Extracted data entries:

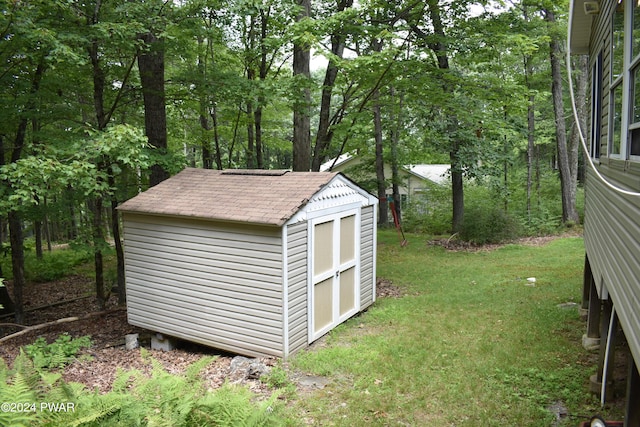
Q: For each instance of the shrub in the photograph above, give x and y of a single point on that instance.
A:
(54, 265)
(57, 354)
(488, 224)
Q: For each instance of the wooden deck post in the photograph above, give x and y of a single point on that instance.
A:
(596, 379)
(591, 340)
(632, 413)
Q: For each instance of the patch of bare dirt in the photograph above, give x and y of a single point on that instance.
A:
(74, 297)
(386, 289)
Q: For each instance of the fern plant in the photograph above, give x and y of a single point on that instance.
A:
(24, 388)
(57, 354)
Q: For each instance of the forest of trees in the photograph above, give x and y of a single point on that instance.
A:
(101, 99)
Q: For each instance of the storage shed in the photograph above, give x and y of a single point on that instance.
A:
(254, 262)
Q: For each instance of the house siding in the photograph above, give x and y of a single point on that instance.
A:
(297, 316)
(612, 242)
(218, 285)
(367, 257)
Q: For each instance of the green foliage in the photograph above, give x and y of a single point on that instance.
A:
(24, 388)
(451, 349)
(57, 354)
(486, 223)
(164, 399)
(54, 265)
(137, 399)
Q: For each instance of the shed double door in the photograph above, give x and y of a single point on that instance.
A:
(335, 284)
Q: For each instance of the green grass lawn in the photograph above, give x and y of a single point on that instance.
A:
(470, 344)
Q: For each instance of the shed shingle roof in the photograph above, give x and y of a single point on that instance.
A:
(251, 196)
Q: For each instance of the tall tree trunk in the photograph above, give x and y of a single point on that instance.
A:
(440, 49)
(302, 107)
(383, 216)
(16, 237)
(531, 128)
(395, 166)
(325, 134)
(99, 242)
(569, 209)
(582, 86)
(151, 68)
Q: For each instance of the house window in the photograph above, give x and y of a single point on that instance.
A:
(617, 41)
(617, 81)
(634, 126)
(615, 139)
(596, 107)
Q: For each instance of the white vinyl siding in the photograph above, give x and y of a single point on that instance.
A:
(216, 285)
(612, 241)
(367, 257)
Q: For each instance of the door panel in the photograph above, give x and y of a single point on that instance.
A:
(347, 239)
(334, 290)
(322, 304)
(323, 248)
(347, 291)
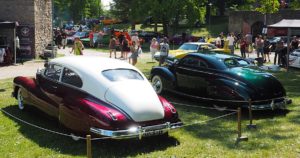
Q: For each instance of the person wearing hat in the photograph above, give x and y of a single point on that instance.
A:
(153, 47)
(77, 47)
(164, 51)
--
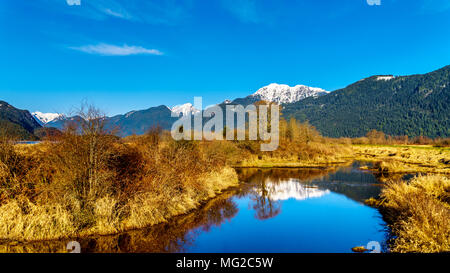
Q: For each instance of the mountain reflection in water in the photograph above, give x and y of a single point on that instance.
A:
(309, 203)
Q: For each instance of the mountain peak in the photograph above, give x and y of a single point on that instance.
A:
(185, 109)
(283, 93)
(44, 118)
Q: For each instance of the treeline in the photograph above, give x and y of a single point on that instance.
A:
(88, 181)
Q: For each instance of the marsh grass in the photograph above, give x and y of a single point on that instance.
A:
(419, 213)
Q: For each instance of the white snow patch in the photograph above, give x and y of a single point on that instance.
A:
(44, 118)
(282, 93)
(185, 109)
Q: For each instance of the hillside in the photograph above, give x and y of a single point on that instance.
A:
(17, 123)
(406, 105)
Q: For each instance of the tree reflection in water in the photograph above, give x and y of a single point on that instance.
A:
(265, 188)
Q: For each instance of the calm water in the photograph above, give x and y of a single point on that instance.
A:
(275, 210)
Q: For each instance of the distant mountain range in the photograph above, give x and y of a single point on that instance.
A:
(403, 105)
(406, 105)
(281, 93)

* [Aim of the task]
In the entries above, find each line that has the word "grass". Copy it.

* [Problem solution]
Q: For each instance of the green grass lawn in the photograph above, give x and y of a single point on that instance.
Q: For each instance of the marsh grass in the photograph above, give x and y of a single point on that instance.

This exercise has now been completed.